- **PROBLEM**:
Make an exact copy of the entries below.
▬▬▬▬▬▬▬▬▬▬
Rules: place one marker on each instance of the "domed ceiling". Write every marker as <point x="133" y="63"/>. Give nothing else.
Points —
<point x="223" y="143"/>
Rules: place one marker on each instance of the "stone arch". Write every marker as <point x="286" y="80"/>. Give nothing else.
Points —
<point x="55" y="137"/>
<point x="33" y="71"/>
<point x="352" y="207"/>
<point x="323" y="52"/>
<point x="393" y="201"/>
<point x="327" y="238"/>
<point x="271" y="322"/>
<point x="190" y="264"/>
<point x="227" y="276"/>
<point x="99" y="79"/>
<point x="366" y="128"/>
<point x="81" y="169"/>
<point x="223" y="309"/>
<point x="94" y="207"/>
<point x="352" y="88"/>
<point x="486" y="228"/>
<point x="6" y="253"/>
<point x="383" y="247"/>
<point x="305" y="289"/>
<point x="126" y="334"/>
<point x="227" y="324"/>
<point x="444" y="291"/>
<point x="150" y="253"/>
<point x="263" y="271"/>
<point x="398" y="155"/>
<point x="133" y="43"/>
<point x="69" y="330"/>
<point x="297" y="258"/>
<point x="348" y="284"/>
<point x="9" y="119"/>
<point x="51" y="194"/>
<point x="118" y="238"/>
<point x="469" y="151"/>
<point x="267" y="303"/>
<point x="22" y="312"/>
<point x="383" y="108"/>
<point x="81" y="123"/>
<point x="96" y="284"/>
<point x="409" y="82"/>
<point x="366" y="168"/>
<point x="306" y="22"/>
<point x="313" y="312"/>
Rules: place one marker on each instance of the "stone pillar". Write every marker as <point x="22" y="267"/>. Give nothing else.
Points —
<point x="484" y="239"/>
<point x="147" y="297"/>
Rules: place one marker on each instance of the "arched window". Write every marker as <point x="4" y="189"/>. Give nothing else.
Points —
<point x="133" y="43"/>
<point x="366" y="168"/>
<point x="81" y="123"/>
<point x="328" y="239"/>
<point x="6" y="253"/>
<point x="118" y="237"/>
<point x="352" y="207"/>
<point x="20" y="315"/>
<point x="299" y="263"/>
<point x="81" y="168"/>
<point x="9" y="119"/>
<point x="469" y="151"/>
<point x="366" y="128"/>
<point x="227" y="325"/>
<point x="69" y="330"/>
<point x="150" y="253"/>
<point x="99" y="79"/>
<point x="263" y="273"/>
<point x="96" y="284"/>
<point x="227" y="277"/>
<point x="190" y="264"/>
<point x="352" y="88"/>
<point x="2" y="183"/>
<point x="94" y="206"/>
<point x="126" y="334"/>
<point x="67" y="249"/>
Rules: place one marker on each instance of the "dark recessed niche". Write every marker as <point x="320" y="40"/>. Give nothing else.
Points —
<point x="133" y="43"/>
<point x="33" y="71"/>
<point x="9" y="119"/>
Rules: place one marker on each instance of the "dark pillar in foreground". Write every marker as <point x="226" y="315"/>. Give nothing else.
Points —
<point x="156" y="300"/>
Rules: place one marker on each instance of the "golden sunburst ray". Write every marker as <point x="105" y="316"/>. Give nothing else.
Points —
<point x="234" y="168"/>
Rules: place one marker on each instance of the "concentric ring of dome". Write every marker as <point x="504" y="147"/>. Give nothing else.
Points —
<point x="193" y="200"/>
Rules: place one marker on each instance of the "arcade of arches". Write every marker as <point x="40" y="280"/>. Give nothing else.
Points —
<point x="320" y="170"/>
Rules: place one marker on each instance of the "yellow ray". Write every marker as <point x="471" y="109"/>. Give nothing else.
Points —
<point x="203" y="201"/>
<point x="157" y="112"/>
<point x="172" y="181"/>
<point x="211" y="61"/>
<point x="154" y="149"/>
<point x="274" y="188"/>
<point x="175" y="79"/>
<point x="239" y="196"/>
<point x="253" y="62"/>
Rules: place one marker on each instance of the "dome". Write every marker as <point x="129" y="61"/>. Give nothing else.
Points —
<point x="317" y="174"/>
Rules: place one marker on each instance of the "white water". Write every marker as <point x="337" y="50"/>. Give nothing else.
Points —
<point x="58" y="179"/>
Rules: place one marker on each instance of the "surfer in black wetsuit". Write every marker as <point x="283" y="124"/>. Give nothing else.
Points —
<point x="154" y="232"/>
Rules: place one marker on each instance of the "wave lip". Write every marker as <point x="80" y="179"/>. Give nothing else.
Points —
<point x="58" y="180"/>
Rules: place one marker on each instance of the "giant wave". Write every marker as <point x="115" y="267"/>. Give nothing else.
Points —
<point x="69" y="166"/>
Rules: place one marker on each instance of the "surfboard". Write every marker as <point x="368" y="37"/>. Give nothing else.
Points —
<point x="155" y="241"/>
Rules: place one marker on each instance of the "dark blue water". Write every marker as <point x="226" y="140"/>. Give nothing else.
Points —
▬▬▬▬▬▬▬▬▬▬
- **FINISHED EXERCISE**:
Rules: place one marker on each instance of the "domed ceiling". Write every marker as <point x="133" y="63"/>. Give nothing else.
Points —
<point x="223" y="143"/>
Rules: place one marker on each instance of the "stone arch". Write every marker as <point x="286" y="80"/>. Give nothing else.
Points —
<point x="55" y="137"/>
<point x="33" y="71"/>
<point x="352" y="207"/>
<point x="323" y="52"/>
<point x="393" y="201"/>
<point x="327" y="238"/>
<point x="271" y="322"/>
<point x="190" y="264"/>
<point x="227" y="276"/>
<point x="99" y="79"/>
<point x="366" y="128"/>
<point x="81" y="169"/>
<point x="223" y="309"/>
<point x="94" y="207"/>
<point x="352" y="88"/>
<point x="486" y="228"/>
<point x="6" y="253"/>
<point x="383" y="247"/>
<point x="305" y="289"/>
<point x="126" y="334"/>
<point x="227" y="324"/>
<point x="444" y="291"/>
<point x="150" y="253"/>
<point x="263" y="271"/>
<point x="398" y="155"/>
<point x="133" y="43"/>
<point x="69" y="330"/>
<point x="297" y="258"/>
<point x="348" y="284"/>
<point x="9" y="119"/>
<point x="51" y="194"/>
<point x="118" y="238"/>
<point x="469" y="151"/>
<point x="267" y="303"/>
<point x="22" y="312"/>
<point x="383" y="108"/>
<point x="81" y="123"/>
<point x="96" y="284"/>
<point x="409" y="82"/>
<point x="366" y="168"/>
<point x="306" y="22"/>
<point x="313" y="312"/>
Rules: place one marker on each instance of the "stone pillar". Write every marker as <point x="22" y="267"/>. Give nothing else.
Points —
<point x="484" y="239"/>
<point x="147" y="297"/>
Rules: place one marker on each instance of the "arched window". Write every marker as <point x="4" y="189"/>. Give nothing else.
Points —
<point x="133" y="43"/>
<point x="366" y="168"/>
<point x="81" y="123"/>
<point x="328" y="239"/>
<point x="6" y="253"/>
<point x="118" y="237"/>
<point x="352" y="207"/>
<point x="20" y="315"/>
<point x="299" y="263"/>
<point x="81" y="168"/>
<point x="9" y="119"/>
<point x="469" y="151"/>
<point x="366" y="128"/>
<point x="227" y="325"/>
<point x="69" y="330"/>
<point x="150" y="253"/>
<point x="99" y="79"/>
<point x="263" y="273"/>
<point x="96" y="284"/>
<point x="227" y="277"/>
<point x="190" y="264"/>
<point x="352" y="88"/>
<point x="2" y="183"/>
<point x="94" y="206"/>
<point x="126" y="334"/>
<point x="67" y="249"/>
Rules: place one marker on each instance of the "dark recessed niche". Write every marker as <point x="320" y="40"/>. Give nothing else.
Points —
<point x="133" y="43"/>
<point x="33" y="71"/>
<point x="9" y="119"/>
Rules: place one marker on each instance of the "dark pillar in foreground". Write every marker as <point x="226" y="315"/>. Give nothing else.
Points —
<point x="156" y="300"/>
Rules: place one marker on each instance of the "golden sunburst ray". Write every marker as <point x="105" y="316"/>. Give nothing else.
Points —
<point x="234" y="168"/>
Rules: place one marker on each instance of the "concentric ring of dome". Write every marker as <point x="504" y="147"/>. Give nothing else.
Points —
<point x="193" y="200"/>
Rules: place one marker on each instance of the "arcade of arches". Write every marker as <point x="40" y="280"/>. Give nothing else.
Points —
<point x="320" y="170"/>
Rules: place one marker on each instance of the "yellow ray". Write every marker as <point x="471" y="109"/>. Give nothing else.
Points —
<point x="203" y="201"/>
<point x="157" y="112"/>
<point x="172" y="181"/>
<point x="211" y="61"/>
<point x="154" y="149"/>
<point x="274" y="188"/>
<point x="175" y="79"/>
<point x="239" y="196"/>
<point x="253" y="62"/>
Rules: place one marker on each instance of the "dome". Write every marker as <point x="129" y="61"/>. Give nothing else.
Points —
<point x="317" y="174"/>
Rules: place one marker on each instance of the "white water". Write every marker as <point x="337" y="50"/>. Give nothing else.
Points —
<point x="58" y="179"/>
Rules: place one marker on each instance of the "surfer in black wetsuit". Write every marker as <point x="283" y="124"/>. Give nothing else.
Points —
<point x="154" y="232"/>
Rules: place one marker on each instance of the "wave lip". Write every marker as <point x="80" y="179"/>. Give nothing else.
Points —
<point x="58" y="180"/>
Rules: place one marker on each instance of the "giant wave". Write every marker as <point x="115" y="267"/>. Give nothing else.
Points —
<point x="69" y="166"/>
Rules: place one marker on each instance of the "surfboard". Write every marker as <point x="368" y="37"/>. Give nothing else.
Points —
<point x="155" y="241"/>
Rules: place one marker on each instance of the "dark blue water". Write every marker as <point x="226" y="140"/>. Give nothing else.
Points —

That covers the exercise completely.